§ **Exercise goal**:
Only the lines from the one containing "Expected output: for each instance of the man's ear, one" through the end of the material are to be echoed, each exactly as it appears.

§ **Material provided**:
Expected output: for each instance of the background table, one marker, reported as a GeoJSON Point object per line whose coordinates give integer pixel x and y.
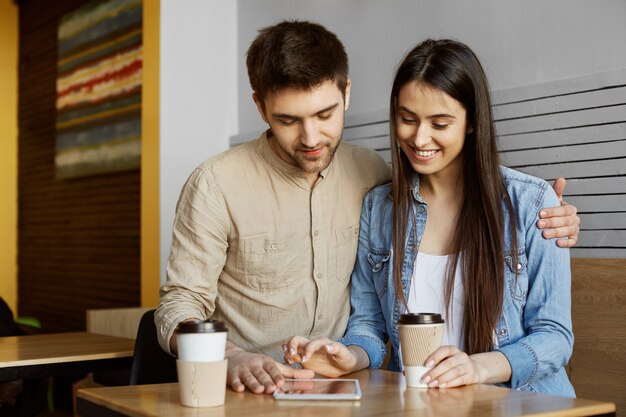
{"type": "Point", "coordinates": [46, 355]}
{"type": "Point", "coordinates": [384, 394]}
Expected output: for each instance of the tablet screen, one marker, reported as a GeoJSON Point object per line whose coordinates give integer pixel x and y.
{"type": "Point", "coordinates": [322, 389]}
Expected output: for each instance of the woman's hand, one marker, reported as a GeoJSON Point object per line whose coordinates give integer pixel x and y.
{"type": "Point", "coordinates": [451, 367]}
{"type": "Point", "coordinates": [324, 356]}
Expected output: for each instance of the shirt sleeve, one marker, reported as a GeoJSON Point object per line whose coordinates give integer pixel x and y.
{"type": "Point", "coordinates": [366, 326]}
{"type": "Point", "coordinates": [197, 255]}
{"type": "Point", "coordinates": [547, 345]}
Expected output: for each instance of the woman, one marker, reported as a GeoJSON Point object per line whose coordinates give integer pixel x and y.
{"type": "Point", "coordinates": [454, 232]}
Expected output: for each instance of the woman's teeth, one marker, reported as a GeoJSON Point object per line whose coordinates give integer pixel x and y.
{"type": "Point", "coordinates": [426, 153]}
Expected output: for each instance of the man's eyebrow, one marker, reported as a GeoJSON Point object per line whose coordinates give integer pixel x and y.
{"type": "Point", "coordinates": [291, 116]}
{"type": "Point", "coordinates": [432, 116]}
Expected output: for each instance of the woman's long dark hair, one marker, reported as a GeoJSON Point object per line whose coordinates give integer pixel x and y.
{"type": "Point", "coordinates": [451, 67]}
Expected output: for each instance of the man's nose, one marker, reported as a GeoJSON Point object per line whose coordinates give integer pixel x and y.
{"type": "Point", "coordinates": [309, 134]}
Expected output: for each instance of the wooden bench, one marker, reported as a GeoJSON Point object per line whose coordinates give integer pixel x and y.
{"type": "Point", "coordinates": [574, 128]}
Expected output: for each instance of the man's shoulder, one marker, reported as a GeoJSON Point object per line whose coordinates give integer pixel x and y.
{"type": "Point", "coordinates": [363, 163]}
{"type": "Point", "coordinates": [226, 159]}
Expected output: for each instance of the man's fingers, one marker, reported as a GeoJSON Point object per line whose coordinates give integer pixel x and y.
{"type": "Point", "coordinates": [251, 382]}
{"type": "Point", "coordinates": [274, 372]}
{"type": "Point", "coordinates": [296, 373]}
{"type": "Point", "coordinates": [560, 232]}
{"type": "Point", "coordinates": [565, 210]}
{"type": "Point", "coordinates": [567, 243]}
{"type": "Point", "coordinates": [294, 344]}
{"type": "Point", "coordinates": [559, 187]}
{"type": "Point", "coordinates": [313, 347]}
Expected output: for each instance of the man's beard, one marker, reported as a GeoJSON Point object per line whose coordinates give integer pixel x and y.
{"type": "Point", "coordinates": [312, 165]}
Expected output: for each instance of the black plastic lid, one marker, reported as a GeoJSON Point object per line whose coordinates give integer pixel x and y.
{"type": "Point", "coordinates": [201, 326]}
{"type": "Point", "coordinates": [420, 318]}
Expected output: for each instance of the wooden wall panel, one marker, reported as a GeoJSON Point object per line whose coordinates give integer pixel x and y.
{"type": "Point", "coordinates": [78, 239]}
{"type": "Point", "coordinates": [573, 128]}
{"type": "Point", "coordinates": [598, 366]}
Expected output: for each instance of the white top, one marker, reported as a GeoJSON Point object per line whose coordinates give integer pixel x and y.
{"type": "Point", "coordinates": [427, 296]}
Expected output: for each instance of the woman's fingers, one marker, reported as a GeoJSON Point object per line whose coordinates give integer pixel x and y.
{"type": "Point", "coordinates": [451, 368]}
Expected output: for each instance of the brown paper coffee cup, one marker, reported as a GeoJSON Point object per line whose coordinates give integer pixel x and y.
{"type": "Point", "coordinates": [418, 342]}
{"type": "Point", "coordinates": [202, 384]}
{"type": "Point", "coordinates": [420, 335]}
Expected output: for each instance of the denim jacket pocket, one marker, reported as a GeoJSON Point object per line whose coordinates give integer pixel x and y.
{"type": "Point", "coordinates": [379, 262]}
{"type": "Point", "coordinates": [516, 274]}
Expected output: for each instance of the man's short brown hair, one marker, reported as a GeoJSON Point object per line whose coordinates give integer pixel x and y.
{"type": "Point", "coordinates": [296, 54]}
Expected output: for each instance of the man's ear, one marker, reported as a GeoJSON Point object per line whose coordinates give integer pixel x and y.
{"type": "Point", "coordinates": [260, 107]}
{"type": "Point", "coordinates": [346, 96]}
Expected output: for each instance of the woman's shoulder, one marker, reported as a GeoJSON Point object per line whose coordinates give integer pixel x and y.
{"type": "Point", "coordinates": [528, 194]}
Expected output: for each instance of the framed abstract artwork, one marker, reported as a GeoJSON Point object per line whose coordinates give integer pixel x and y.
{"type": "Point", "coordinates": [98, 90]}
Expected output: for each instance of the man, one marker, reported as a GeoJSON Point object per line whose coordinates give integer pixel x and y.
{"type": "Point", "coordinates": [265, 234]}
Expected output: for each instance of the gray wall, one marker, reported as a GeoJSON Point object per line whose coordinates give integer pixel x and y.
{"type": "Point", "coordinates": [519, 42]}
{"type": "Point", "coordinates": [198, 95]}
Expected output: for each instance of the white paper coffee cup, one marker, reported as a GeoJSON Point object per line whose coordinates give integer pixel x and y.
{"type": "Point", "coordinates": [201, 366]}
{"type": "Point", "coordinates": [201, 341]}
{"type": "Point", "coordinates": [420, 335]}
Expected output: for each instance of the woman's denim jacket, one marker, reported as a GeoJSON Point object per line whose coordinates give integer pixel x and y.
{"type": "Point", "coordinates": [535, 328]}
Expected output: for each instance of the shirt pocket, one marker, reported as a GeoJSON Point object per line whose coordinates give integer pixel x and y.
{"type": "Point", "coordinates": [380, 264]}
{"type": "Point", "coordinates": [516, 276]}
{"type": "Point", "coordinates": [270, 265]}
{"type": "Point", "coordinates": [344, 252]}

§ **Exercise response**:
Expected output: for each instance of the man's ear, one marker, reported as a GeoJSON Point object per line whose coordinates give integer pixel x and y.
{"type": "Point", "coordinates": [260, 107]}
{"type": "Point", "coordinates": [346, 96]}
Expected output: for each instance of the woman's shoulder, one marker, reported as a GeoJSON Point object per line whose coordinates give integer pixel x and y.
{"type": "Point", "coordinates": [528, 194]}
Expected output: for each instance of the framed abstract artwork, one marker, reported as a GeoJSON Point object per line whose coordinates give integer pixel x and y.
{"type": "Point", "coordinates": [98, 90]}
Expected output: for each instance of the man, one marker, reported as a GeoJSON Point object per line whose coordinates give integer pixel x and y.
{"type": "Point", "coordinates": [265, 234]}
Expected output: for each instance of the gray wall, one marker, reported as a GeoJSON Point object per line whose coordinates give integer pixel x and y.
{"type": "Point", "coordinates": [519, 42]}
{"type": "Point", "coordinates": [198, 95]}
Expected output: for each instance of the white paper coffee cup, one marker, reported as a GeoJSON Point object per line whose coordinates give integer pixel x and y.
{"type": "Point", "coordinates": [201, 366]}
{"type": "Point", "coordinates": [201, 341]}
{"type": "Point", "coordinates": [420, 335]}
Expected output: for each instance of the woman's denim jacket, one marker, reported as a GeoJSON Point object per line whose coordinates give integer pixel x and y.
{"type": "Point", "coordinates": [535, 328]}
Expected output: for each instance of the shirt pocket, one marker, reported as a GeoJSON Point object per line whose coordinates give integer pixel x and y.
{"type": "Point", "coordinates": [380, 264]}
{"type": "Point", "coordinates": [516, 276]}
{"type": "Point", "coordinates": [270, 265]}
{"type": "Point", "coordinates": [344, 252]}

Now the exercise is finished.